» **TEXTE SOURCE**
Composées dans une ferme de la montagne ardéchoise en 1962 et parues en 1966, les « Lettres de Gourgounel » de l'écossais Kenneth White remportèrent très vite un vif succès.
L'auteur y relatait son installation dans la vallée de la Beaume en Ardèche, au lieu-dit de Gourgounel, dans un mas en ruine en plein coeur des bois de châtaigniers, accessible seulement par un chemin muletier.
Après plusieurs années de vie citadine passées à Glasgow et à Paris, le besoin de se retrouver face à lui-même, de se dégager des contraintes et des influences du quotidien, incitèrent Kenneth White à rejoindre le Sud de la France pour s'établir en milieu rural dans l'un des départements les plus isolés du pays.
Là, influencé par la pensée orientale, par la philosophie de Thoreau et son livre « Walden ou la vie sauvage », par les grands poètes vagabonds que furent Rimbaud ou Whitman, Kenneth White aspirait à mettre en pratique le précepte de Nietzsche de « l'isolement temporaire », c'est-à-dire le recouvrement de ses forces par une profonde concentration sur soi-même.

Gourgounel…Avec son nom qui « gargouillait, qui parlait le langage des sources », avec sa situation idyllique au sein d'une nature foisonnante, Kenneth White avait découvert en Gourgounel le lieu qu'il recherchait, « le lieu où tout ne parlerait que de l'essentiel, c'est-à-dire de la solitude, du silence, du vent, du soleil et de l'orage », « l'endroit où concentrer sa vie et sa pensée ».

La démarche de l'auteur n'est pas de revenir à la terre dans un but de « régression pastorale » où tout autre motif rural ou agricole, mais bel et bien une volonté de communion spirituelle avec la nature ; « c'est soumettre toute la réserve de matières accumulées au cours des dernières années (connaissances, images, sentiments) à la puissance métamorphosante du feu », une « alchimie mentale » qui, par le biais de l'étude, du travail, de la méditation et de la contemplation, ouvre les voies de l'univers cosmique et fait accéder à un équilibre existentiel, à une sagesse similaire à la sapience orientale.

C'est ce message de paix et d'équilibre qui a valu à « Lettres à Gourgounel » son succès et sa notoriété, jumelé de surcroît, à une langue toute simple, qui veut exprimer en toute clarté le bien-être ressenti et l'enrichissement personnel et spirituel acquis au coeur de ces montagnes.

» **À FAIRE**
Recopiez à l'identique le passage du texte sur Gourgounel qui va de « Composées dans une » jusqu'à « un vif succès. ». La liste n'intervient pas dans ce travail.

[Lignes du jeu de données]

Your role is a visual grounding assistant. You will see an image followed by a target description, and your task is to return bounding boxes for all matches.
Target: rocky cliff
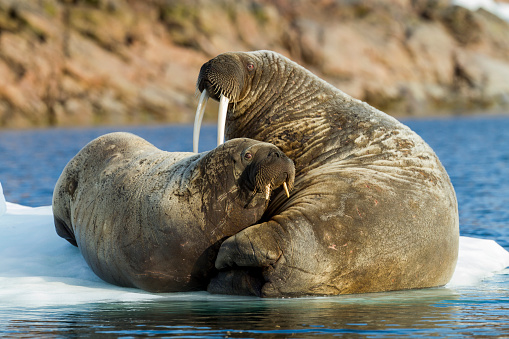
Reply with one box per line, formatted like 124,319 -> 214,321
0,0 -> 509,128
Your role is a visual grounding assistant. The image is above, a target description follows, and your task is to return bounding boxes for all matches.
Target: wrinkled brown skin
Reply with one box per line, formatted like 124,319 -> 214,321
198,51 -> 459,297
53,133 -> 294,292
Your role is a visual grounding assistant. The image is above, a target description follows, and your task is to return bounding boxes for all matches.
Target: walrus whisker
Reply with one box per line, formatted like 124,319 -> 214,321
217,94 -> 230,146
193,89 -> 209,153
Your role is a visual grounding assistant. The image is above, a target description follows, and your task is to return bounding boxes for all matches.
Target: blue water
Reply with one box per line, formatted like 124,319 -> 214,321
0,117 -> 509,338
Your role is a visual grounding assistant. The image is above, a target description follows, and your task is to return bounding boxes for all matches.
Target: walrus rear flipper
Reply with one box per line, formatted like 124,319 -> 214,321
53,217 -> 78,247
207,267 -> 265,297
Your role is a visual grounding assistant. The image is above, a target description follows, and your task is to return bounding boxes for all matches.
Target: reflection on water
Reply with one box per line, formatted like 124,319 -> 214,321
0,278 -> 509,338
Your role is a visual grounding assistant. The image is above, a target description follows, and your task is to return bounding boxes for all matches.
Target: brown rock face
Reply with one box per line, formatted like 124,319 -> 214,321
0,0 -> 509,128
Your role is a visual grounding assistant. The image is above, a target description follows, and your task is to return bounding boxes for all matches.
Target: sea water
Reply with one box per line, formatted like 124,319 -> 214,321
0,117 -> 509,338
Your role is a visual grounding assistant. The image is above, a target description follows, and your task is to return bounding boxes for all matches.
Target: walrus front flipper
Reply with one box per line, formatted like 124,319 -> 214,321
207,267 -> 265,297
53,217 -> 78,247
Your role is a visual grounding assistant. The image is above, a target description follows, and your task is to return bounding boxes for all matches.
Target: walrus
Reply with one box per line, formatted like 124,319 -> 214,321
194,51 -> 459,297
53,132 -> 295,292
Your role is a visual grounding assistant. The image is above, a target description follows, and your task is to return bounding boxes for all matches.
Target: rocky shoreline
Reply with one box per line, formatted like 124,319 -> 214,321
0,0 -> 509,128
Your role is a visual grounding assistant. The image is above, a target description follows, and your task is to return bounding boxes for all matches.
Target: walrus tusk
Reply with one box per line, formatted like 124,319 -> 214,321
193,89 -> 209,153
283,181 -> 290,198
265,184 -> 270,200
217,95 -> 230,146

» **RÉPONSE RÉDIGÉE**
Composées dans une ferme de la montagne ardéchoise en 1962 et parues en 1966, les « Lettres de Gourgounel » de l'écossais Kenneth White remportèrent très vite un vif succès.